▶ [INSTRUCTIONS TO FOLLOW]
Provide an exact reproduction of every entry.

Data records
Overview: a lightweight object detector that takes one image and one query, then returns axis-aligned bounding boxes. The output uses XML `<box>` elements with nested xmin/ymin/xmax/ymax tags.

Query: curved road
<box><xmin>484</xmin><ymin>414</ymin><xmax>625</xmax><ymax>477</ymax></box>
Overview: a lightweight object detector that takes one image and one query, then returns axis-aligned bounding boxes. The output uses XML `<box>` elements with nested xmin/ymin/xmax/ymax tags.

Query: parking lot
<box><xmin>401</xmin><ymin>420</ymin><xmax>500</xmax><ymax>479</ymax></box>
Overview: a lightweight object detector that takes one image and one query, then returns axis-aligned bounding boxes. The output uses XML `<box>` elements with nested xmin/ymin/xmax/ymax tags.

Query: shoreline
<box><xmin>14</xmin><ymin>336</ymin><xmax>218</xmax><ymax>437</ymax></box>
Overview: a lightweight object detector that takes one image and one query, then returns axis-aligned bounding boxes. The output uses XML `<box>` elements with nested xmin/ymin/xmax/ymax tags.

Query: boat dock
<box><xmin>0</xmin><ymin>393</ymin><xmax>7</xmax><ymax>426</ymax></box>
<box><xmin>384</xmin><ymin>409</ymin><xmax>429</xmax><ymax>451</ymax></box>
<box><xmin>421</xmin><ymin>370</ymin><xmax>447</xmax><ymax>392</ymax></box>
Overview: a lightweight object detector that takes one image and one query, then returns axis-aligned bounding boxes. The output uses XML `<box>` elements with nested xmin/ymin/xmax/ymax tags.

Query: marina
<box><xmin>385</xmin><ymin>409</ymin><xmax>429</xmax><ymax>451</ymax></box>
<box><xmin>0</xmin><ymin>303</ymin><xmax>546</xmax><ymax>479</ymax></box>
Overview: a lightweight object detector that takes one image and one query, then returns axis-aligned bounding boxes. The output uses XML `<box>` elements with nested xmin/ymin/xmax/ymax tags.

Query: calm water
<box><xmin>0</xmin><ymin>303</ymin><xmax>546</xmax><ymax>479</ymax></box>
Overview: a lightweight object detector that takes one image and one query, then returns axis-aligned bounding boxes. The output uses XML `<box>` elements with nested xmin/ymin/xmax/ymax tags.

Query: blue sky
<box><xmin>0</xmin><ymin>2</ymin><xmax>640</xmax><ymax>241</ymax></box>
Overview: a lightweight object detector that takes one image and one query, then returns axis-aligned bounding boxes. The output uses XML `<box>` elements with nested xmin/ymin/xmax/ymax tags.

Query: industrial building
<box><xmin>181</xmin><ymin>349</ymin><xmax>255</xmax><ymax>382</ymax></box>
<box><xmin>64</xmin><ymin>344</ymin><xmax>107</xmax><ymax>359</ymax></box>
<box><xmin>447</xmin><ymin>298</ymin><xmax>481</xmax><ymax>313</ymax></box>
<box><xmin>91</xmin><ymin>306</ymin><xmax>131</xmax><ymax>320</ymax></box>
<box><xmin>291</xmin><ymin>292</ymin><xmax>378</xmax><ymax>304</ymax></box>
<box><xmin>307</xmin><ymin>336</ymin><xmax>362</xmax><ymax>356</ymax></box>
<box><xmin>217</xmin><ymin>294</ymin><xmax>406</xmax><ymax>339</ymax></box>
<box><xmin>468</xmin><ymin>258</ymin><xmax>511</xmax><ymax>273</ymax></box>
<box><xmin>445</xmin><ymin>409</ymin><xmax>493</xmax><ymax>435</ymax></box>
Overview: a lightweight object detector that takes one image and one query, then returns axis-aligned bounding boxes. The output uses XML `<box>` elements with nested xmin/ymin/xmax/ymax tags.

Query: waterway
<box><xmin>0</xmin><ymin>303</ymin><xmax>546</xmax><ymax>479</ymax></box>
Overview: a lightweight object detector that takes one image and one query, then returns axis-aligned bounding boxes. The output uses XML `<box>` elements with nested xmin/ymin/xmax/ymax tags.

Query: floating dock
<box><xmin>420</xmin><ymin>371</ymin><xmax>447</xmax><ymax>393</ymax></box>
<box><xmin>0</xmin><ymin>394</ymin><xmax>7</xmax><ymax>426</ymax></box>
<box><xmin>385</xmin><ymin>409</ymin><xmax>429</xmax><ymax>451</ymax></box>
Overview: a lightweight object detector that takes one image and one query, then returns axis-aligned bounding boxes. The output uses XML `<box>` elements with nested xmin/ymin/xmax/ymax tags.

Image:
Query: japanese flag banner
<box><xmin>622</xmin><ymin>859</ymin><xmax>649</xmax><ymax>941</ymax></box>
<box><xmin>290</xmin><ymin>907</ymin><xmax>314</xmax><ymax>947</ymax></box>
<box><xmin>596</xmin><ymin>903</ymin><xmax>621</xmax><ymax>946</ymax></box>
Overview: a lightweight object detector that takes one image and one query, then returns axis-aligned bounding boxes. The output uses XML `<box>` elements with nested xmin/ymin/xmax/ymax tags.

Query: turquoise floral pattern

▶ [THE SOLUTION]
Overview: a lightweight object detector that takes one image and one query, then returns axis-aligned bounding boxes. The output uses XML `<box>` elements with nested xmin/ymin/xmax/ymax tags.

Query: curved road
<box><xmin>484</xmin><ymin>414</ymin><xmax>625</xmax><ymax>477</ymax></box>
Overview: a lightweight object detector that takes one image and one query, then returns axis-aligned bounding boxes. The output uses XML `<box>` elements with nested xmin/ymin/xmax/ymax tags.

Query: parking lot
<box><xmin>401</xmin><ymin>420</ymin><xmax>500</xmax><ymax>479</ymax></box>
Overview: a lightweight object detector that takes one image and one query, then returns axis-aligned bounding boxes. The output uses XML `<box>` elements with nested xmin/ymin/xmax/ymax tags.

Query: shoreline
<box><xmin>14</xmin><ymin>336</ymin><xmax>218</xmax><ymax>437</ymax></box>
Overview: a lightweight object detector that takes one image and one query, then returns axis-aligned bounding boxes. The output uses XML `<box>` elements with nested xmin/ymin/xmax/ymax tags.

Query: boat dock
<box><xmin>0</xmin><ymin>393</ymin><xmax>7</xmax><ymax>426</ymax></box>
<box><xmin>384</xmin><ymin>409</ymin><xmax>429</xmax><ymax>451</ymax></box>
<box><xmin>421</xmin><ymin>370</ymin><xmax>447</xmax><ymax>392</ymax></box>
Overview: a lightweight object detector that takes one image and one query, then returns axis-aligned bounding boxes. The output uses XML `<box>` elements with nested xmin/ymin/xmax/ymax tags.

Query: marina
<box><xmin>385</xmin><ymin>409</ymin><xmax>429</xmax><ymax>451</ymax></box>
<box><xmin>0</xmin><ymin>303</ymin><xmax>546</xmax><ymax>479</ymax></box>
Overview: a lightweight object detector that takes one image and one query, then returns axis-aligned bounding boxes. The output uses XML `<box>` elements with nested xmin/ymin/xmax/ymax tags.

Query: calm water
<box><xmin>0</xmin><ymin>303</ymin><xmax>546</xmax><ymax>479</ymax></box>
Overview: a lightweight object detector that takes one image and one query, then returns axis-aligned bounding boxes. The output uses XML `<box>` elements with nested xmin/ymin/xmax/ymax tags.

Query: blue sky
<box><xmin>0</xmin><ymin>2</ymin><xmax>640</xmax><ymax>241</ymax></box>
Overview: a lightweight object detector that takes one image and one query, then returns axis-aligned bounding boxes. The output uses XML `<box>` elements with nested xmin/ymin/xmax/ymax tags.

Query: industrial building
<box><xmin>181</xmin><ymin>349</ymin><xmax>255</xmax><ymax>382</ymax></box>
<box><xmin>64</xmin><ymin>344</ymin><xmax>107</xmax><ymax>359</ymax></box>
<box><xmin>447</xmin><ymin>298</ymin><xmax>481</xmax><ymax>313</ymax></box>
<box><xmin>91</xmin><ymin>306</ymin><xmax>131</xmax><ymax>320</ymax></box>
<box><xmin>291</xmin><ymin>292</ymin><xmax>378</xmax><ymax>304</ymax></box>
<box><xmin>307</xmin><ymin>336</ymin><xmax>362</xmax><ymax>356</ymax></box>
<box><xmin>217</xmin><ymin>294</ymin><xmax>406</xmax><ymax>339</ymax></box>
<box><xmin>468</xmin><ymin>258</ymin><xmax>511</xmax><ymax>273</ymax></box>
<box><xmin>445</xmin><ymin>409</ymin><xmax>493</xmax><ymax>435</ymax></box>
Overview: a lightweight object detector that takes one image and one query, then returns axis-aligned bounding boxes. The output uses XML `<box>` elements with nested xmin/ymin/xmax/ymax tags.

Query: waterway
<box><xmin>0</xmin><ymin>303</ymin><xmax>546</xmax><ymax>479</ymax></box>
Overview: a lightweight object detector that takes one image and one query, then returns axis-aligned bounding boxes. The output uses XML `<box>` elements with nested xmin/ymin/xmax/ymax tags.

Query: floating dock
<box><xmin>420</xmin><ymin>371</ymin><xmax>447</xmax><ymax>393</ymax></box>
<box><xmin>0</xmin><ymin>394</ymin><xmax>7</xmax><ymax>426</ymax></box>
<box><xmin>385</xmin><ymin>409</ymin><xmax>429</xmax><ymax>451</ymax></box>
Overview: a lightweight object detector that takes one image and one query, then returns axis-aligned bounding boxes. The output uses XML `<box>` elements with nested xmin/ymin/xmax/ymax tags.

Image:
Query: japanese flag banner
<box><xmin>622</xmin><ymin>859</ymin><xmax>649</xmax><ymax>941</ymax></box>
<box><xmin>290</xmin><ymin>907</ymin><xmax>314</xmax><ymax>947</ymax></box>
<box><xmin>596</xmin><ymin>903</ymin><xmax>621</xmax><ymax>946</ymax></box>
Overview: a lightweight object detector that takes one image and one query, then returns axis-aligned bounding boxes. The output uses XML `<box>` elements with nested xmin/ymin/xmax/ymax tags.

Query: turquoise floral pattern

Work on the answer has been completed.